**Quoted text:**
###

Such a separate listing of African Diamond is a natural step in the development of the operations of the Nickel Mountain Group. During recent years, Nickel Mountain Group (former IGE Resources AB) has evolved from an African focuses mineral company to a growing company with focus on the exploration and development of the Nickel project in Rönnbäcken, Sweden.
The reason for a separate listing of the Group's African early stage diamond assets is the difference in the strategy, funding requirements, management competence, type of risks etc that exists between the dealing with a large scale Nickel project in Sweden and small scale diamond projects in Africa. The spin-off will enable the management and Board of Directors of both Nickel Mountain Group and African Diamond to capitalize on the operational and strategic opportunities that arise in each company, including increased potential to continue to grow via the establishment of new operations and a potential acquisition of new projects.
Based on the current level of activities, African Diamond has sufficient resources in terms of management, administration, operational control and business development, and is ready to continue to develop as an independent company. Depending on the development of the projects during the autumn 2014, there might be a need of strengthening the administration in the parent company, African Diamond. The Company will apply a focused and well adapted growth strategy, with an organization and capital structure that supports this growth.
It is the opinion of the Board of Directors of Nickel Mountain Group AB, that the long-term value for the shareholders will increase through a spin-off of the operation and the distribution of the shares in African Diamonds. A later separate market listing of the African Diamond AB's shares will also enable both current and new shareholders to decide to invest directly in the Company. In the opinion of the Board of Directors of African Diamond, a distribution of the African Diamond shares and a separate listing of the Company will highlight the value of the company and create value for the shareholders of Nickel Mountain Group, who will thus also become direct owners of African Diamond AB.
Stockholm, Sweden, May 27th Nickel Mountain Group AB (publ) Board of Directors
The Extra General Meeting of Nickel Mountain Group AB on 8th of May 2014 resolved in accordance with the Board of Directors' proposal to distribute all of the shares in the wholly owned subsidiary African Diamond AB. Persons who on the record date set for the receipt of such a dividend are registered as shareholders of Nickel Mountain Group will be entitled to be allotted African Diamond shares. Apart from being registered as a Nickel Mountain Group shareholder, no actions need to be taken in order to obtain African Diamond shares. Terms, conditions and instructions concerning the proposed distribution are presented below.
In accordance with the "Lex ASEA" rules, the intention is that the shares in African Diamond will be distributed to the Nickel Mountain Group shareholders in proportion to their current shareholding in Nickel Mountain Group. For each share, one share of the African Diamond share will be received.

###

**Data excerpt:**
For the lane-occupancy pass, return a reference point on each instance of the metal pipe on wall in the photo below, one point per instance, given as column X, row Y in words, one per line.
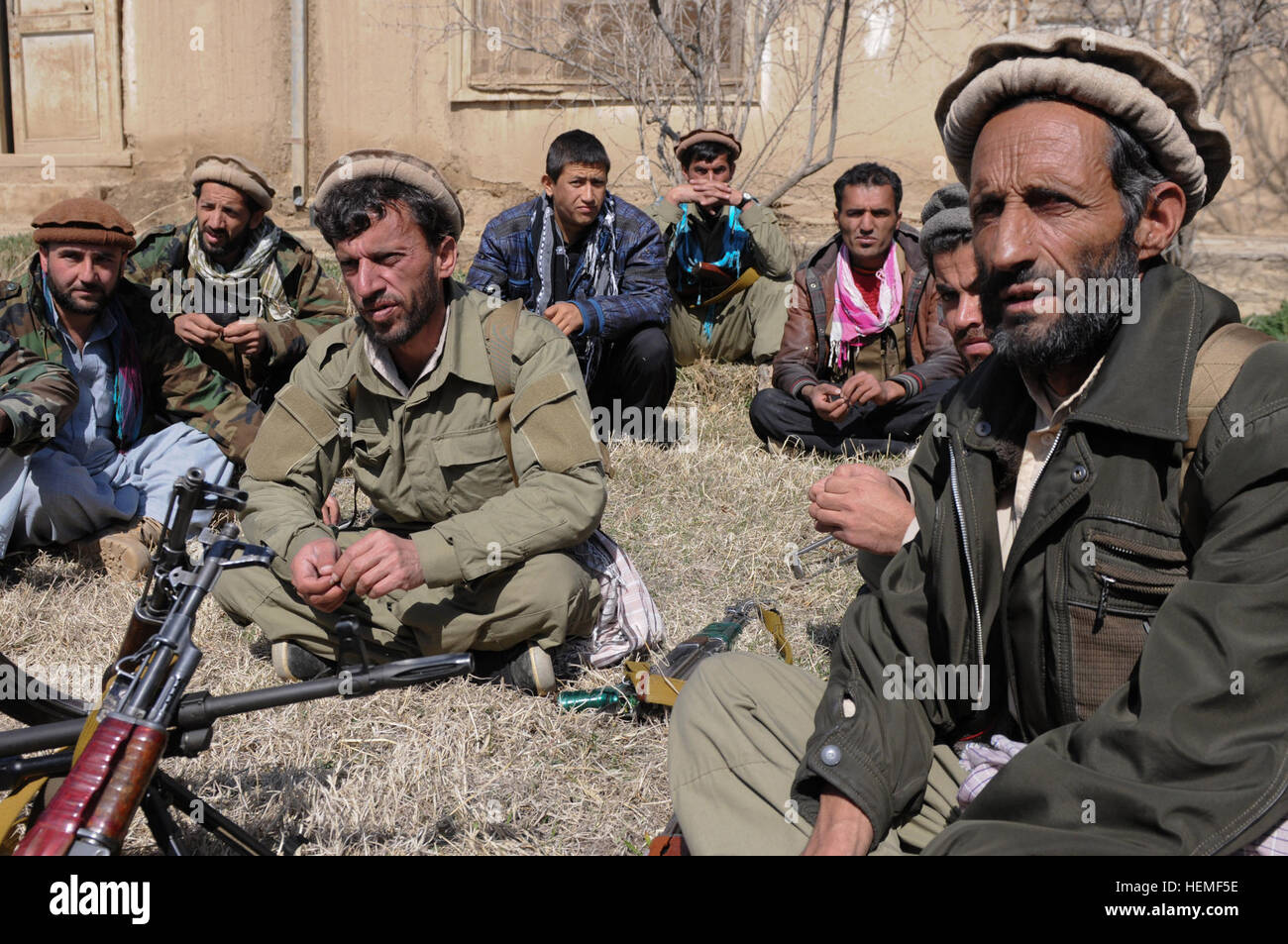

###

**Your tasks:**
1. According to the spin-off announcement, on what date did the Extra General Meeting of Nickel Mountain Group AB resolve to distribute the African Diamond shares?
2. Revise the passage of the spin-off announcement that begins at the words "Such a separate" and stops after "in Rönnbäcken, Sweden.", substituting "mining company" for "mineral company".
3. Proceed with the spin-off announcement, continuing on from its final sentence.
The lines bear no relation to the spin-off announcement.

**Outputs in order:**
1. The 8th of May 2014.

2.
Such a separate listing of African Diamond is a natural step in the development of the operations of the Nickel Mountain Group. During recent years, Nickel Mountain Group (former IGE Resources AB) has evolved from an African focuses mining company to a growing company with focus on the exploration and development of the Nickel project in Rönnbäcken, Sweden.

3.
The record date at VPC for receipt of African Diamond shares is Wednesday 4 th of June 2014. The last day the shares in Nickel Mountain Group will be traded including rights to African Diamond shares is Friday 30th of May 2014.
Those persons who on the record date are registered in the share register of shareholders in Nickel Mountain Group maintained by Euroclear will receive African Diamond shares without having to take any action. On the day after the record date, the Nickel Mountain Group shares will be available in the shareholders' VP accounts.
The Board of Directors of African Diamond intends to apply for a listing of the company's share on a stock exchange list in Sweden or Norway during early autumn 2014.
The African Diamond shares entitle the owner to dividends as of the 2014 financial year. Payment of any dividend will be executed by Euroclear or, if the shares are nominee-registered, in accordance with the procedures of the particular nominee.
The distribution of African Diamond shares is intended to be made under the Lex ASEA provisions and will thus not result in any tax consequences related to the actual reception of the distributed shares. The tax basis of the shares in Nickel Mountain Group giving entitlement to the distribution shall be allocated between these shares and the African Diamond shares received.
Below follows a summary of certain Swedish tax provisions that apply in conjunction with Nickel Mountain Group's distribution and listing of African Diamond shares for shareholders who are unconditionally resident in Sweden for tax purposes, unless otherwise stated below. The summary is based on prevailing legislation and is intended as general information only. The summary below does not cover situations where the shares in Nickel Mountain Group or African Diamond are held for business purposes or as current assets in business operations or by a partnership. Special rules apply for certain categories of tax payers. The tax implications for each shareholder depend in part on the shareholder's specific circumstances. Accordingly, each shareholder should consult a tax advisor as to the tax consequences relating to his or her particular circumstances, including the applicability and effect of foreign rules and tax treaties.
The distribution of African Diamond shares is intended to be made under the Lex ASEA provisions, which means it will not result in any immediate tax consequences. Nickel Mountain Group has requested that the Swedish Tax Agency confirm this. In connection with the distribution of African Diamond shares, the tax basis of the shares in Nickel Mountain Group providing entitlement to the distribution shall be allocated between these shares and the African Diamond shares received.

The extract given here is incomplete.